__To do__. Can you rewrite only the records that begin at the line containing "obj=pink maxi dress | src=image_below" and stop after the line containing "0,221 -> 46,264", replacing "foliage" with "leaves" and leaving everything else unchanged?

__Data entries__.
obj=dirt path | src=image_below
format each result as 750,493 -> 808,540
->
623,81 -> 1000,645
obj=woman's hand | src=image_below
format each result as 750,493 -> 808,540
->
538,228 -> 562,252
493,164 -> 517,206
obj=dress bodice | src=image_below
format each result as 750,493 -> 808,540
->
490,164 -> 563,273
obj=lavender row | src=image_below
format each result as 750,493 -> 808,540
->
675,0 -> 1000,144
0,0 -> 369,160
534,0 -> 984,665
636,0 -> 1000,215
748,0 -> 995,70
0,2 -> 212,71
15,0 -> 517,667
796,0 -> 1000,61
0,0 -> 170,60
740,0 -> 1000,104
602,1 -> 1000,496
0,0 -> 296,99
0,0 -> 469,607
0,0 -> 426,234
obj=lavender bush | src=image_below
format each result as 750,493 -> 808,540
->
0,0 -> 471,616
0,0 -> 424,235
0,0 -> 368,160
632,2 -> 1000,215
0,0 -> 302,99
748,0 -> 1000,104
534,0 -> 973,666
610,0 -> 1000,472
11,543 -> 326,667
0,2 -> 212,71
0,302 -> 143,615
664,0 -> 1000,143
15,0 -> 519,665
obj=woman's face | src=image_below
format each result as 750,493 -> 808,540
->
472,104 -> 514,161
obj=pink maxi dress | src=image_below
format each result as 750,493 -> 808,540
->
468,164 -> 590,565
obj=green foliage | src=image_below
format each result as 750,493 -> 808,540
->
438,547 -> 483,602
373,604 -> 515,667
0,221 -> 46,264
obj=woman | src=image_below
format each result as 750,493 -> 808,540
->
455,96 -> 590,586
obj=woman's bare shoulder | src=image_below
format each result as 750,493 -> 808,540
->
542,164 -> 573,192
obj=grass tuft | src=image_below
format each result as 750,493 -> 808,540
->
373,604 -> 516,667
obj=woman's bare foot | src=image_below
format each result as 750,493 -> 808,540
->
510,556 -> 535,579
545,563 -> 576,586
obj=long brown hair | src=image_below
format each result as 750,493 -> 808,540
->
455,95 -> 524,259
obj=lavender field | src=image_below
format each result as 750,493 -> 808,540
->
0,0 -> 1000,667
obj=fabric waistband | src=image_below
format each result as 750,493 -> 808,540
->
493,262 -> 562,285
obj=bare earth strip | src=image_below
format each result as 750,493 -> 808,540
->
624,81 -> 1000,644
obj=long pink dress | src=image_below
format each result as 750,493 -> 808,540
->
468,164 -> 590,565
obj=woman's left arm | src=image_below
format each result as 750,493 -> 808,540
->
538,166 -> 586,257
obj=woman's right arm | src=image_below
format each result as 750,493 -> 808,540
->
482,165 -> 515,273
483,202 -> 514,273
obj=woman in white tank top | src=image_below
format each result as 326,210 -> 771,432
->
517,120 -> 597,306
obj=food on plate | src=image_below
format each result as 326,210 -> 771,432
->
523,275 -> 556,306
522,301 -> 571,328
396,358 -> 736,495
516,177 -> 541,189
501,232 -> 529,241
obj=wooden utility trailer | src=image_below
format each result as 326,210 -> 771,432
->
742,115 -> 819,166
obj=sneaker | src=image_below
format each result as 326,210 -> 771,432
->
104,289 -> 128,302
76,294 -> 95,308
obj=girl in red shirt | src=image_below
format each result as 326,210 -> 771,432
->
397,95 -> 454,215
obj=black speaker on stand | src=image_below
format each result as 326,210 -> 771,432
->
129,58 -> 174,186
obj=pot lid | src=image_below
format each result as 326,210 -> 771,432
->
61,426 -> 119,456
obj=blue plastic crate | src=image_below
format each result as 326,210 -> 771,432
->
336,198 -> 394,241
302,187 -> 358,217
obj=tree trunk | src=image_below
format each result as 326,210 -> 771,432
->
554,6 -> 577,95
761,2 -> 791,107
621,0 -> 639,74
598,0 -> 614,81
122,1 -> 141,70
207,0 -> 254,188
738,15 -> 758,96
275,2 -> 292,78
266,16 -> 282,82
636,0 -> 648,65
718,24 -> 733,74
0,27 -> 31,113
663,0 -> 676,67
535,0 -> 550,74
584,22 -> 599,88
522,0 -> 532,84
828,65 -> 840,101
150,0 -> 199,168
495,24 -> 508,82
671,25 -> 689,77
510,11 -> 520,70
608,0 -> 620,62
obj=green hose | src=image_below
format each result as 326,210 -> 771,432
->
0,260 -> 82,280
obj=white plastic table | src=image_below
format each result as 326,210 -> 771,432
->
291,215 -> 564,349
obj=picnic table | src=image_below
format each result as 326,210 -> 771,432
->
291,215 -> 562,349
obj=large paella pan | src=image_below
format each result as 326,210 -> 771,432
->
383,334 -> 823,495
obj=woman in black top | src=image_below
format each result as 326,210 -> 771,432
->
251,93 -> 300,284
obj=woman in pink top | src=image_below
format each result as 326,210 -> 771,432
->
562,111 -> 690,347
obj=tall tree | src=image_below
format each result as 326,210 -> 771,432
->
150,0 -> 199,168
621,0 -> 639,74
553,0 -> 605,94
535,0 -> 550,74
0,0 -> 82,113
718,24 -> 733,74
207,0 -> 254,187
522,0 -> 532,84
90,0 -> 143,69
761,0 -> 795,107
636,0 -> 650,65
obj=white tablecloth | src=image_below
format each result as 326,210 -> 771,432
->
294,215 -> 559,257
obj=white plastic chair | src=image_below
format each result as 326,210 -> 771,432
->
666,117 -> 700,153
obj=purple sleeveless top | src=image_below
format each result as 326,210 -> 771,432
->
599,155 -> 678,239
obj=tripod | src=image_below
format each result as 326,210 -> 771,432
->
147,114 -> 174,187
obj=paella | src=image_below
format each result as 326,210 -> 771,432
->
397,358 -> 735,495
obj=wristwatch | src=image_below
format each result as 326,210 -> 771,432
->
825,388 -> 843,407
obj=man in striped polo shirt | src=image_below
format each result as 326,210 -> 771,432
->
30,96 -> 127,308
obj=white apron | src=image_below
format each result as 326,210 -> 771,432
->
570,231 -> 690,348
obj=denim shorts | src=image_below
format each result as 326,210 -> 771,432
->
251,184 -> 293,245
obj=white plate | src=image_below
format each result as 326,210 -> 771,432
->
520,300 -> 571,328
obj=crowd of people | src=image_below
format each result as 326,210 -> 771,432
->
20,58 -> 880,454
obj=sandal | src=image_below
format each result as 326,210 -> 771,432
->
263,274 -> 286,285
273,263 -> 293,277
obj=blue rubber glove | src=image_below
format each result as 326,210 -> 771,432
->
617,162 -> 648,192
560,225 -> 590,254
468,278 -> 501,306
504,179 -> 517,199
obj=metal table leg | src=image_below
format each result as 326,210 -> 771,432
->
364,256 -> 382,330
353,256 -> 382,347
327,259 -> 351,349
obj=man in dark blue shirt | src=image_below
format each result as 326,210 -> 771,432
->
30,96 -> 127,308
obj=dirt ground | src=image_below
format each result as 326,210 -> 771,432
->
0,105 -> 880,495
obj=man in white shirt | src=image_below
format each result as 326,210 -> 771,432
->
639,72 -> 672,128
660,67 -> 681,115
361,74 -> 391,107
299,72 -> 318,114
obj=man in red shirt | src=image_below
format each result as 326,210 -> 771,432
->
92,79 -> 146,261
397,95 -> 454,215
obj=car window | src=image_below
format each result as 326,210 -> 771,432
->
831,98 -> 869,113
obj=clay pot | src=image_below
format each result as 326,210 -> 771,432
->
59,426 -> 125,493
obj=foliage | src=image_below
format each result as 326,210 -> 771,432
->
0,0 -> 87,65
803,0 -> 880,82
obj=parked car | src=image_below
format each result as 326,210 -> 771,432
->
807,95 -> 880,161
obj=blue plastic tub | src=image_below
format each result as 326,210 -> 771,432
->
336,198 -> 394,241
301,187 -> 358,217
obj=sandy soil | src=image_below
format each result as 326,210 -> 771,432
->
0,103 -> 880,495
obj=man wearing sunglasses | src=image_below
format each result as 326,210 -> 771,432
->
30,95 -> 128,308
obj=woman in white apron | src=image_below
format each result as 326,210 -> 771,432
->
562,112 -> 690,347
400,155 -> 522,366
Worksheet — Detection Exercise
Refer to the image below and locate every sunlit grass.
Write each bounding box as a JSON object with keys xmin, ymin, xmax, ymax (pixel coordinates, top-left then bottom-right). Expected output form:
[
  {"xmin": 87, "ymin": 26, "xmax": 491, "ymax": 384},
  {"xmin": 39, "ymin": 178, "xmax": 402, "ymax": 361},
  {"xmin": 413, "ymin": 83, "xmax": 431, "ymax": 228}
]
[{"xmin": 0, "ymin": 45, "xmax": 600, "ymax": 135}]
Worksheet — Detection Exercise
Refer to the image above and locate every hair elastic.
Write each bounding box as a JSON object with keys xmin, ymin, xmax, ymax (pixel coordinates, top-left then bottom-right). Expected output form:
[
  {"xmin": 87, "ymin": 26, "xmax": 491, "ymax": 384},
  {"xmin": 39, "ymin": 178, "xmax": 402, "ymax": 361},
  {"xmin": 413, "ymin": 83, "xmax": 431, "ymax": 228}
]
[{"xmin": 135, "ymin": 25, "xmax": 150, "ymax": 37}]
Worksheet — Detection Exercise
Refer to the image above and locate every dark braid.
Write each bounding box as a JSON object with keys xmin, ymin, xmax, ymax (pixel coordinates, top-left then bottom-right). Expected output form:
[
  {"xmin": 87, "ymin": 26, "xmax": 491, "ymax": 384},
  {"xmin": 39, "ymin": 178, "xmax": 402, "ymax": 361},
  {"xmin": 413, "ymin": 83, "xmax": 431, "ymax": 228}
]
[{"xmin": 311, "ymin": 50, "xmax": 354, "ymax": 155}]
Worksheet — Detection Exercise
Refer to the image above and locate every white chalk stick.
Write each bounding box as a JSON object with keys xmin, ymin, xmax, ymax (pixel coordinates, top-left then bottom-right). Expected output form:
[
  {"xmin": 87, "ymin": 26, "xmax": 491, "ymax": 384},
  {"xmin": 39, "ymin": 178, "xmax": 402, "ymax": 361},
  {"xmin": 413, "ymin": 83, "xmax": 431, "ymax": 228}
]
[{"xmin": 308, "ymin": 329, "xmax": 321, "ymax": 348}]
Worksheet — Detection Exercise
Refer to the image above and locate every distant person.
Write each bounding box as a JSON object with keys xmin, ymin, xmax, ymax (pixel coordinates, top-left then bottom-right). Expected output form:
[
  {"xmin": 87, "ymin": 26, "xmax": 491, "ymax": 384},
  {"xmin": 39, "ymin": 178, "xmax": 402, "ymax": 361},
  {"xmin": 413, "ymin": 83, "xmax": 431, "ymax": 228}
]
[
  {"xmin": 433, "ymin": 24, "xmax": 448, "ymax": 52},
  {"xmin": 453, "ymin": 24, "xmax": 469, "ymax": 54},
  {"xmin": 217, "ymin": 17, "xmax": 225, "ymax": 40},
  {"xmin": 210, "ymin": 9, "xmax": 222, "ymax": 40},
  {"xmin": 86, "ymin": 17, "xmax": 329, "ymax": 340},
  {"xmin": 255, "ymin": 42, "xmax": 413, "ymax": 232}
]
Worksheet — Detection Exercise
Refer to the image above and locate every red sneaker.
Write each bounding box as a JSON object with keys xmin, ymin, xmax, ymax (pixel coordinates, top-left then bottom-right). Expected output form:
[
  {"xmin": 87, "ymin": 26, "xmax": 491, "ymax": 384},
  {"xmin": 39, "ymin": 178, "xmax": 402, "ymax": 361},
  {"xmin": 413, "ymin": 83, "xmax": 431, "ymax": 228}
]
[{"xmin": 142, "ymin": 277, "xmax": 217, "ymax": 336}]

__Output__.
obj=pink maxi dress | src=image_below
format each result as 750,493 -> 808,540
->
468,164 -> 590,565
obj=green leaves | src=image_below
format each result as 750,493 -> 808,540
->
438,547 -> 483,602
373,604 -> 515,667
0,221 -> 46,264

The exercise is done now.